# Entry level electric grinder for brewed



## Nod (Sep 7, 2013)

i am regularly bullying people into getting into coffee. they start the journey with my recommendation of a handgrinder and aeropress. i am now regularly getting people who love it, are drinking more and more coffee (e.g. making it for more people) and want to buy an electric grinder instead of the handgrinder. I appologise if this has already been covered but what do people think is the next step up from a handgrinder in electric form. i.e. what is the entry level electronic grinder that would be great for brew (for people who will never go onto espresso). Do they just get a krupps or something or should they pay a bit more and get a better grinder? I imaginge they will progress on to more brew methods such as Kalita, Chemex, Sowden etc so something that could cope with all brew coffee would be ideal. thanks a lot


----------



## froggystyle (Oct 30, 2013)

Entry level for brewed would suggest hand grinding, although you can pick up some bargain electric grinders that will do the job, i have a santos and MC7 that will would suit this method, paid peanuts for them, but then they are big ugly beasts...


----------



## MWJB (Feb 28, 2012)

Baratza encore


----------



## NickdeBug (Jan 18, 2015)

Encore +1

But Feldgrind better and gives you a work out


----------



## Nod (Sep 7, 2013)

excellent stuff.. i will let them know that and thanks for the advice.... as for the workout.... i am fed up with them all moaning about their tired biceps...


----------



## NickdeBug (Jan 18, 2015)

Coffee Omega good for Baratza stuff!


----------



## Nod (Sep 7, 2013)

## LISTED ENTRIES
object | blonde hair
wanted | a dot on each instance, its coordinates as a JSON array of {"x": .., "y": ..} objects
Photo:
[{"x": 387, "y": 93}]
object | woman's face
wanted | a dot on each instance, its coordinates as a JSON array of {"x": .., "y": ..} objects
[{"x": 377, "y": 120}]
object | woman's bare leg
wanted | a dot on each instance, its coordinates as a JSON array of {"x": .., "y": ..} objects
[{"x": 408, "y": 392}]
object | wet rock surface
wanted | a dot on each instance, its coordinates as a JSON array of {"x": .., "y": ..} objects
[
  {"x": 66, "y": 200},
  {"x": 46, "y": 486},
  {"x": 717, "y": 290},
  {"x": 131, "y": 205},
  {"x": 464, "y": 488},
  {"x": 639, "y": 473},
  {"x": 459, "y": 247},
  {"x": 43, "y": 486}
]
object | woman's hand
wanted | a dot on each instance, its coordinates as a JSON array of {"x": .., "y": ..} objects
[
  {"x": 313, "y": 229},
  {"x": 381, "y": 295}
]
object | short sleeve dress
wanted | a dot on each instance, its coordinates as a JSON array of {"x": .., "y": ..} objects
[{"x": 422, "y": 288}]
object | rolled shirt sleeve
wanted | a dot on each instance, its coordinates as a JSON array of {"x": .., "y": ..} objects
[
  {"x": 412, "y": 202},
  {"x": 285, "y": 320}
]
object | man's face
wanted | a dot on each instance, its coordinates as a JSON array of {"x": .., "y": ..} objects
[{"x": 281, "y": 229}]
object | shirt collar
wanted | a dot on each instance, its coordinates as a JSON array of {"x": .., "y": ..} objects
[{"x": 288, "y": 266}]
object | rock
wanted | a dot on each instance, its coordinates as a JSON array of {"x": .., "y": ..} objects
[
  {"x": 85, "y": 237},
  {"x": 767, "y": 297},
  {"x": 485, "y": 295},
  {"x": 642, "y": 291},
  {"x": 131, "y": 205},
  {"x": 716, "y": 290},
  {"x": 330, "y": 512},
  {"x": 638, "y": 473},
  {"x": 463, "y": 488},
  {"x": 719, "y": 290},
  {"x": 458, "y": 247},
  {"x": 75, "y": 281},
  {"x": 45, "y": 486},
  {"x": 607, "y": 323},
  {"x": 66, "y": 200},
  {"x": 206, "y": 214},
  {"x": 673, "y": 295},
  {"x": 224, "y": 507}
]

## SET TASK A
Return the grinder forum thread from "But Feldgrind better" up to and including "their tired biceps...".
## SET TASK B
List each distinct username that posts in the grinder forum thread.
## SET TASK C
Continue the forum thread about entry-level electric coffee grinders from its last line.

## WRITTEN ANSWER A
But Feldgrind better and gives you a work out


----------



## Nod (Sep 7, 2013)

excellent stuff.. i will let them know that and thanks for the advice.... as for the workout.... i am fed up with them all moaning about their tired biceps...

## WRITTEN ANSWER B
Nod, froggystyle, MWJB, NickdeBug

## WRITTEN ANSWER C
Nod said:


> excellent stuff.. i will let them know that and thanks for the advice.... as for the workout.... i am fed up with them all moaning about their tired biceps...


£109.99 bargain - great tip thanks


----------



## Nod (Sep 7, 2013)

froggystyle said:


> Entry level for brewed would suggest hand grinding, although you can pick up some bargain electric grinders that will do the job, i have a santos and MC7 that will would suit this method, paid peanuts for them, but then they are big ugly beasts...


thanks froggystyle... not sure they are ready yet for a santos! i will keep these in mind though and see if i can pick up a bargain at some stage - i can build up a store...


----------



## skipcrazy (Jan 9, 2016)

Hi. Is Feldgrind better than Hausgrind? Trying to decide whether to go electric or not ...


----------



## Daren (Jan 16, 2012)

skipcrazy said:


> Hi. Is Feldgrind better than Hausgrind? Trying to decide whether to go electric or not ...


In theory they should give you the same results. Both made by the same man, both have the same burrs.

Hausgrind is more for dedicated home use whereas the Felgrind is smaller and lighter so may be more suitable for travel.


----------



## risky (May 11, 2015)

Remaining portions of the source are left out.